**** Material provided

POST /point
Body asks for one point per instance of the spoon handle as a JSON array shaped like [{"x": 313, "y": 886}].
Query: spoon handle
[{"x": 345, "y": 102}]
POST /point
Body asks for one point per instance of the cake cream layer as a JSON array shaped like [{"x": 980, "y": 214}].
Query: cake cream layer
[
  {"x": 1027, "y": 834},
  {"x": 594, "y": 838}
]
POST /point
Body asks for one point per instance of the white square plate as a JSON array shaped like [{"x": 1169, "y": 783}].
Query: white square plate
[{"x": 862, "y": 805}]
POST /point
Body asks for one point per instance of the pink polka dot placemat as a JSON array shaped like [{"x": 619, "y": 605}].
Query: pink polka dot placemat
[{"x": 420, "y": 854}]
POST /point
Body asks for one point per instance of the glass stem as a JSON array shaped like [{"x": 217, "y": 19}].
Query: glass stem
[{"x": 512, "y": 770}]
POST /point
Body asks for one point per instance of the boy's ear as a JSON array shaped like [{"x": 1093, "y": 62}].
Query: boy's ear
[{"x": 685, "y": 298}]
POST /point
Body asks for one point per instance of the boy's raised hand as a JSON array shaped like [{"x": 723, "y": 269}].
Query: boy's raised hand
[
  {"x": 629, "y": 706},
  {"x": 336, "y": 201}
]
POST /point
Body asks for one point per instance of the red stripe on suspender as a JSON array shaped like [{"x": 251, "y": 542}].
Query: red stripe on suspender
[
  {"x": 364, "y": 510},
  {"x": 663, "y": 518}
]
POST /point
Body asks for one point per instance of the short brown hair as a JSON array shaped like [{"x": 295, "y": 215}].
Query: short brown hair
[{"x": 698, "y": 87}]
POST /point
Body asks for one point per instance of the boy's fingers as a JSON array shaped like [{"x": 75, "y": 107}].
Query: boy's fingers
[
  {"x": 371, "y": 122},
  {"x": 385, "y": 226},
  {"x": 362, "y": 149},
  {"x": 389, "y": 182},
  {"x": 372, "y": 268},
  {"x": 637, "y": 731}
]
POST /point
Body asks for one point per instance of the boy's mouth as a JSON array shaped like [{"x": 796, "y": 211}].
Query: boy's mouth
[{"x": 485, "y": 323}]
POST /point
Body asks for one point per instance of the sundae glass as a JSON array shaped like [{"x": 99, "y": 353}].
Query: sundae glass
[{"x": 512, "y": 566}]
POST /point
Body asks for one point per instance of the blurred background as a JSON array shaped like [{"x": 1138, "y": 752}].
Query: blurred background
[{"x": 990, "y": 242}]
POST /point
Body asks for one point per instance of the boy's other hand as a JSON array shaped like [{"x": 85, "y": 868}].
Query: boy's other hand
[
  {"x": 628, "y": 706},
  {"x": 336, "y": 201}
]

********

### What is required
Retype every entry above, word for word.

### The completed task
POST /point
Body asks for one point per instance of the spoon handle as a JSON array shaped like [{"x": 313, "y": 886}].
Query: spoon handle
[{"x": 345, "y": 102}]
POST /point
Body asks for one point per instance of the cake cream layer as a JSON array shaped like [{"x": 980, "y": 214}].
Query: cake cream layer
[
  {"x": 1027, "y": 834},
  {"x": 594, "y": 838}
]
POST /point
Body asks for one point per instance of the white square plate as a JSON array shaped like [{"x": 1169, "y": 783}].
Query: white square plate
[{"x": 862, "y": 805}]
POST /point
Body asks for one point per instance of the pink polka dot placemat as a JSON array shaped like [{"x": 619, "y": 605}].
Query: pink polka dot placemat
[{"x": 420, "y": 854}]
POST /point
Body asks for one point per instance of the glass stem as a JSON array shaped like [{"x": 217, "y": 19}].
Query: glass stem
[{"x": 512, "y": 770}]
POST /point
Body asks for one point per instance of the boy's ear as a JSON array shaped like [{"x": 1093, "y": 62}].
Query: boy's ear
[{"x": 685, "y": 298}]
POST /point
Body asks for one point per instance of the boy's raised hand as a JSON array shaped like [{"x": 723, "y": 269}].
Query: boy's raised hand
[
  {"x": 629, "y": 706},
  {"x": 336, "y": 201}
]
POST /point
Body asks for one point per instance of the red stripe on suspender as a JSON array shaped like [{"x": 251, "y": 542}].
Query: red stripe on suspender
[
  {"x": 364, "y": 510},
  {"x": 663, "y": 518}
]
POST /point
Body asks for one point per instance of the short brown hair as a JSON array shaped like [{"x": 295, "y": 215}].
Query: short brown hair
[{"x": 698, "y": 87}]
POST /point
Body asks for one point per instance of the boy's fingers as a JSON array shaped like [{"x": 75, "y": 107}].
Query: boy's fingers
[
  {"x": 371, "y": 122},
  {"x": 385, "y": 226},
  {"x": 362, "y": 149},
  {"x": 389, "y": 182},
  {"x": 372, "y": 268},
  {"x": 637, "y": 731}
]
POST /point
Body asks for one point per instance of the boy's mouth as a JSON array shaped like [{"x": 796, "y": 211}].
Query: boy's mouth
[{"x": 485, "y": 323}]
POST /point
Body asks for one point per instance of the sundae glass as a JSON array shaped like [{"x": 99, "y": 353}].
Query: sundae glass
[{"x": 512, "y": 566}]
POST /point
Body asks for one point per instance of the blurred background as a JSON array shaped like [{"x": 1138, "y": 752}].
Query: blurred background
[{"x": 990, "y": 242}]
POST /point
Body asks for one point per instance of the boy's other hand as a JSON array shaped like [{"x": 85, "y": 868}].
Query: boy's other hand
[
  {"x": 628, "y": 706},
  {"x": 336, "y": 201}
]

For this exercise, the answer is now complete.